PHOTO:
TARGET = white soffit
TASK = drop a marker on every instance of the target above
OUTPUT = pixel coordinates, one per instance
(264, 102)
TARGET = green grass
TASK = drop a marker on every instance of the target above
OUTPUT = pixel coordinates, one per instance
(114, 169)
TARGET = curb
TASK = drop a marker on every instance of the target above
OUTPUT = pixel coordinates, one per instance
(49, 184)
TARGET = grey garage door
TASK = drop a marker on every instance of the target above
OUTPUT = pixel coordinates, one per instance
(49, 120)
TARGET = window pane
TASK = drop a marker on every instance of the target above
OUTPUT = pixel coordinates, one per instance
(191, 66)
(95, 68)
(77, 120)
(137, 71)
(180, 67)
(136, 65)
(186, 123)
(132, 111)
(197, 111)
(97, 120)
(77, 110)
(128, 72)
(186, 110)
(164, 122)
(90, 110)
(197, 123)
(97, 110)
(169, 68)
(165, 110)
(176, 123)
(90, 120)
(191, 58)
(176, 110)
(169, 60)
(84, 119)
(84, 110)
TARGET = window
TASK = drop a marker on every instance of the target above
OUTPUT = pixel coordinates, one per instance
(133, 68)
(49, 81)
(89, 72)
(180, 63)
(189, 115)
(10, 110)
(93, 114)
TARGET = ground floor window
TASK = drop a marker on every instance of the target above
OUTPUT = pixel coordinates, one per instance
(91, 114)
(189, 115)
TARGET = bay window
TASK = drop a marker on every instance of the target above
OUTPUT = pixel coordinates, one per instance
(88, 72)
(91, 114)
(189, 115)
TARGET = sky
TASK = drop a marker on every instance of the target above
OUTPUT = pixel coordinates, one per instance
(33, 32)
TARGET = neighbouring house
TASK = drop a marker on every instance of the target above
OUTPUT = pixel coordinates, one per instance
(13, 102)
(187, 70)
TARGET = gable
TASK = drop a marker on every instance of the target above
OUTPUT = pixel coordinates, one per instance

□ □ □ □ □

* [What is needed] Switch "gable" to "chimney" in the lines starting with the one containing "TARGET = bay window" and going on through the end of the records. Give only those lines, with all else unchanged.

* [Task result]
TARGET = bay window
TASK = drop a marker on every instance of the target above
OUTPUT = pixel coordinates, one per instance
(88, 72)
(91, 114)
(189, 115)
TARGET = sky
TASK = drop a marker on every instance of the target above
OUTPUT = pixel coordinates, one per instance
(33, 32)
TARGET = neighbouring house
TASK = drop a marker on every instance of the target above
OUTPUT = pixel coordinates, one per instance
(13, 102)
(187, 70)
TARGET = chimney
TASK = drop a marker on every instance of the target above
OUTPUT = pixel coordinates, one per instance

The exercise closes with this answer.